** START **
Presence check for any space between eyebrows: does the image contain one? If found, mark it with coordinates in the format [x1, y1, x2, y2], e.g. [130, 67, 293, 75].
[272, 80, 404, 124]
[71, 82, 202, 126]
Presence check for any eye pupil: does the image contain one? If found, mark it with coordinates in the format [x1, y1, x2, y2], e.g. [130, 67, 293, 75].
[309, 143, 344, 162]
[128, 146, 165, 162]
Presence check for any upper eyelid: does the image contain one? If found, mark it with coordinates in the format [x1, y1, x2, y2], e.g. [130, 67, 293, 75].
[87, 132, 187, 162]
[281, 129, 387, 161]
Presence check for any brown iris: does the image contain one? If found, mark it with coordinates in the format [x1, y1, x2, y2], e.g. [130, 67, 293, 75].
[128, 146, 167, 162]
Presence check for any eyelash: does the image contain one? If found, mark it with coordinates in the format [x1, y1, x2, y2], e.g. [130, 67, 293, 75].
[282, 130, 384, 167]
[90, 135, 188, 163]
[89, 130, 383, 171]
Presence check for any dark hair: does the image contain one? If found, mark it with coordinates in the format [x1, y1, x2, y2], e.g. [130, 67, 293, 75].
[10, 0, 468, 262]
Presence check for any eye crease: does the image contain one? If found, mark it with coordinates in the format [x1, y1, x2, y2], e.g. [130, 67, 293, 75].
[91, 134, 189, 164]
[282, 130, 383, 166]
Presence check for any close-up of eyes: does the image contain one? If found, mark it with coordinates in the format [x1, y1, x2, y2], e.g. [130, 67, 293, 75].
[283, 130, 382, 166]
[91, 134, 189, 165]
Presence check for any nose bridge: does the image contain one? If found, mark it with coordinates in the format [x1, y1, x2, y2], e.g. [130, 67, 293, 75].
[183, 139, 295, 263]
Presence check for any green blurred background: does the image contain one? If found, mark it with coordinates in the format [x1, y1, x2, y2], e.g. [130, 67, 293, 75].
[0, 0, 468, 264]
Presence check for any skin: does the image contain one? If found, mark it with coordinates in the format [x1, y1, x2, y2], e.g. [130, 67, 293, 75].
** END **
** START **
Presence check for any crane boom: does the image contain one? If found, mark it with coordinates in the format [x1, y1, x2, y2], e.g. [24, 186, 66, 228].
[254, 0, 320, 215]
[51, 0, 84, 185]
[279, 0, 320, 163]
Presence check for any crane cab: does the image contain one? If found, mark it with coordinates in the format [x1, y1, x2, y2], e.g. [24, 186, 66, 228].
** END **
— To do —
Please move every coordinate on the lines that hold only coordinates up by 47, then write out the stretch of material from the line containing "Presence check for any space" through the line containing "[10, 0, 468, 262]" again in full, every other line unchanged.

— Output for this task —
Presence check for any space between eyebrows: does the image contain one? If found, mark it with coordinates in the format [x1, y1, x2, y2], e.g. [130, 67, 293, 75].
[319, 127, 451, 171]
[118, 129, 249, 173]
Presence check for any eye pupil: does the image contain one? If found, mark it with coordinates in the format [x1, y1, x2, y2], e.g. [130, 67, 293, 75].
[356, 190, 391, 209]
[175, 193, 212, 209]
Presence check for any upper eyelid: does the image contain one? If found, mark it with coordinates in the format [x1, y1, x2, y2], e.g. [130, 67, 293, 75].
[134, 179, 234, 209]
[328, 176, 434, 208]
Presence check for any brown iris: does the image contain one? If found, mark it with coordinates in the format [x1, y1, x2, y2], e.g. [130, 67, 293, 75].
[175, 193, 214, 209]
Presence check for any eyelash: does the image contain one? If found, mark it with coordinates in the format [x1, y1, x2, y2], e.g. [130, 67, 293, 75].
[329, 177, 431, 214]
[137, 182, 235, 210]
[136, 177, 430, 218]
Presence check for any dark hair: does the image contain one? If found, mark it with coordinates in the format [x1, y1, x2, y2], e.g. [130, 67, 293, 75].
[57, 47, 515, 309]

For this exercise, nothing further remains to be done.